▶ [THE INPUT]
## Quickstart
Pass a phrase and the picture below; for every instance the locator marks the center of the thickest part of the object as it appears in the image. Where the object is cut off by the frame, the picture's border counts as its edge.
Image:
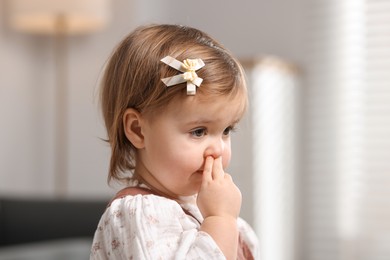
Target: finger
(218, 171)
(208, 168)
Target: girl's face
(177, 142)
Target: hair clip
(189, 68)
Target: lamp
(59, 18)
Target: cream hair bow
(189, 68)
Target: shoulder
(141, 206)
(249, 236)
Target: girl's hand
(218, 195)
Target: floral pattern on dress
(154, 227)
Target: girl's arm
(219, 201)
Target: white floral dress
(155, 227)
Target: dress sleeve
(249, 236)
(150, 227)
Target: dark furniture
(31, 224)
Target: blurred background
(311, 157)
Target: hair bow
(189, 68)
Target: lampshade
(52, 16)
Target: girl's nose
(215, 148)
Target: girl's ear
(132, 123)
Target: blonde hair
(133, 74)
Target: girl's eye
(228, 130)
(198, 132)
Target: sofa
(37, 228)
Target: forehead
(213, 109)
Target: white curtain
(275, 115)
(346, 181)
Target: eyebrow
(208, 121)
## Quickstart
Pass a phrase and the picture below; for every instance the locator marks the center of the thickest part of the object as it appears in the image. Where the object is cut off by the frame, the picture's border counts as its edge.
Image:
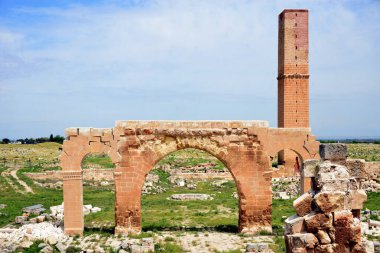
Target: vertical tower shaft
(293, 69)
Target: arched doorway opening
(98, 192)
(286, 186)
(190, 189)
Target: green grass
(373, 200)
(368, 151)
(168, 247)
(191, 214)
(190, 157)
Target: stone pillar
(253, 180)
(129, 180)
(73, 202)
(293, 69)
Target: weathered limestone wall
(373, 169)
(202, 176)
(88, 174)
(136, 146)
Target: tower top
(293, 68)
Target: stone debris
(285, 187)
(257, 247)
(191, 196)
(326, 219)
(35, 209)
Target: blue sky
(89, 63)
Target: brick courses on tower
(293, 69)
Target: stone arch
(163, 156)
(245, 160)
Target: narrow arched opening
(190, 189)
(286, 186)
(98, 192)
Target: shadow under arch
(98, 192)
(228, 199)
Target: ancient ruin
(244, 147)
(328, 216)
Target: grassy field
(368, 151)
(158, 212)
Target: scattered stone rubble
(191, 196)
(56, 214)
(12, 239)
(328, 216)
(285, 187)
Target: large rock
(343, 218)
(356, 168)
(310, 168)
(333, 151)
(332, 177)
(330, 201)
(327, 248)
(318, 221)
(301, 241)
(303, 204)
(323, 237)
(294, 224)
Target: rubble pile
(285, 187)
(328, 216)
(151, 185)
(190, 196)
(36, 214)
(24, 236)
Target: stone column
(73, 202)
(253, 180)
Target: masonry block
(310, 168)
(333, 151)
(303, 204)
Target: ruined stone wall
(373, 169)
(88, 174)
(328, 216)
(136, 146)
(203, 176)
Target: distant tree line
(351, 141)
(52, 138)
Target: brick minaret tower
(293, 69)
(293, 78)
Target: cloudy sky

* * *

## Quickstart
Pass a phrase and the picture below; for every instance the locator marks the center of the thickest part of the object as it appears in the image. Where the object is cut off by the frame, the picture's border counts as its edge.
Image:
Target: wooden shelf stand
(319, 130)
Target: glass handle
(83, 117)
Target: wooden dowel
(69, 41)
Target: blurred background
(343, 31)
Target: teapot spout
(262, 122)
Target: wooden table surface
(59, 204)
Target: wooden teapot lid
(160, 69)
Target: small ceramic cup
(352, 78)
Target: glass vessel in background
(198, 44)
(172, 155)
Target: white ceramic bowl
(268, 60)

▶ [EXERCISE DIRECTIONS]
Repeat word for word the lines above that run from the line containing "Target: distant tree line" through the line containing "Target: cloudy sky", both ends included, and nothing else.

▶ [WRITTEN SOLUTION]
Target: distant tree line
(351, 141)
(52, 138)
Target: brick minaret tower
(293, 69)
(293, 78)
Target: cloudy sky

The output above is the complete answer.